━━━ Data lines
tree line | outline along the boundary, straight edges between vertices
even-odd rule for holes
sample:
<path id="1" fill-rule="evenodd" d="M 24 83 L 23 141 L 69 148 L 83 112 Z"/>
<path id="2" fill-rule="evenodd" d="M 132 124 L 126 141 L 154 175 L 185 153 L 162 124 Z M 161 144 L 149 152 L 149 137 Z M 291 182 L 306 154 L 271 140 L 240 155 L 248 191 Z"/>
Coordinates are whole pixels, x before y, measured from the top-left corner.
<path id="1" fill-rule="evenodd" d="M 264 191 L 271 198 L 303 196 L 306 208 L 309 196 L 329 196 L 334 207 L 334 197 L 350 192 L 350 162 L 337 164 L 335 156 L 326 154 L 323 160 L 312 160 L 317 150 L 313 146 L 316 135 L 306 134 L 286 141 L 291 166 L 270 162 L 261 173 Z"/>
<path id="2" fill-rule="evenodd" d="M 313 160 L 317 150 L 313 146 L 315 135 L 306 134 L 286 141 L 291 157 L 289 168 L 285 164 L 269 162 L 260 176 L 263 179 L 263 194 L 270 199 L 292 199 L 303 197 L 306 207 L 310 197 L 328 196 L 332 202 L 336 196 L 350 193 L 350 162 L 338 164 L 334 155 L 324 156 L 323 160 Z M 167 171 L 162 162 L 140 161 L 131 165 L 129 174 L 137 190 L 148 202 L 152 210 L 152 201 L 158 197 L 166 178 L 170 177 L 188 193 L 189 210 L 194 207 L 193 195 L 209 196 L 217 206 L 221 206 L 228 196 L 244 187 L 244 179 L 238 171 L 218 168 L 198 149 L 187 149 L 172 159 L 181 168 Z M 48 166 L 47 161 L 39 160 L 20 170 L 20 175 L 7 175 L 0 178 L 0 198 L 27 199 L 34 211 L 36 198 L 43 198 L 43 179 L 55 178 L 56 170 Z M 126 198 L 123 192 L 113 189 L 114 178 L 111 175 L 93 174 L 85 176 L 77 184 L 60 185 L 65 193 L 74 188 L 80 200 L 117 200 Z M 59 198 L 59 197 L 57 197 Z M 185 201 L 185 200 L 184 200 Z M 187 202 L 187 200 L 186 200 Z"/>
━━━━━━
Return all of the lines above unchanged, character for character.

tree line | outline along the boundary, straight edges between vertices
even-odd rule for holes
sample:
<path id="1" fill-rule="evenodd" d="M 24 83 L 23 141 L 69 148 L 83 112 Z"/>
<path id="2" fill-rule="evenodd" d="M 132 124 L 126 141 L 154 175 L 185 153 L 162 124 Z M 161 144 L 149 152 L 149 137 Z M 291 182 L 306 154 L 271 140 L 240 155 L 248 191 Z"/>
Coordinates are whole pixels, x before y, measured from the top-left corner.
<path id="1" fill-rule="evenodd" d="M 264 191 L 271 198 L 303 196 L 306 208 L 309 196 L 329 196 L 334 207 L 334 197 L 350 192 L 350 162 L 337 164 L 335 156 L 326 154 L 323 160 L 312 160 L 317 150 L 313 146 L 316 135 L 306 134 L 286 141 L 291 166 L 270 162 L 261 173 Z"/>
<path id="2" fill-rule="evenodd" d="M 313 160 L 317 150 L 313 146 L 315 135 L 306 134 L 286 141 L 291 157 L 289 168 L 285 164 L 269 162 L 260 176 L 263 179 L 263 194 L 270 199 L 292 199 L 303 197 L 306 207 L 310 197 L 328 196 L 332 202 L 336 196 L 350 193 L 350 162 L 338 164 L 334 155 L 324 156 L 323 160 Z M 167 171 L 162 162 L 140 161 L 131 165 L 129 174 L 137 190 L 148 202 L 152 210 L 152 201 L 158 197 L 166 178 L 170 177 L 188 193 L 189 210 L 194 207 L 193 195 L 209 196 L 217 206 L 221 206 L 228 196 L 244 187 L 244 179 L 238 171 L 218 168 L 198 149 L 187 149 L 172 159 L 181 168 Z M 48 166 L 47 161 L 39 160 L 20 170 L 20 175 L 7 175 L 0 178 L 0 198 L 27 199 L 34 211 L 36 198 L 43 198 L 43 179 L 55 178 L 56 170 Z M 126 198 L 123 192 L 113 189 L 114 178 L 111 175 L 93 174 L 85 176 L 77 184 L 60 185 L 65 193 L 74 188 L 80 200 L 117 200 Z M 59 198 L 59 197 L 57 197 Z M 185 201 L 185 200 L 184 200 Z M 187 202 L 187 200 L 186 200 Z"/>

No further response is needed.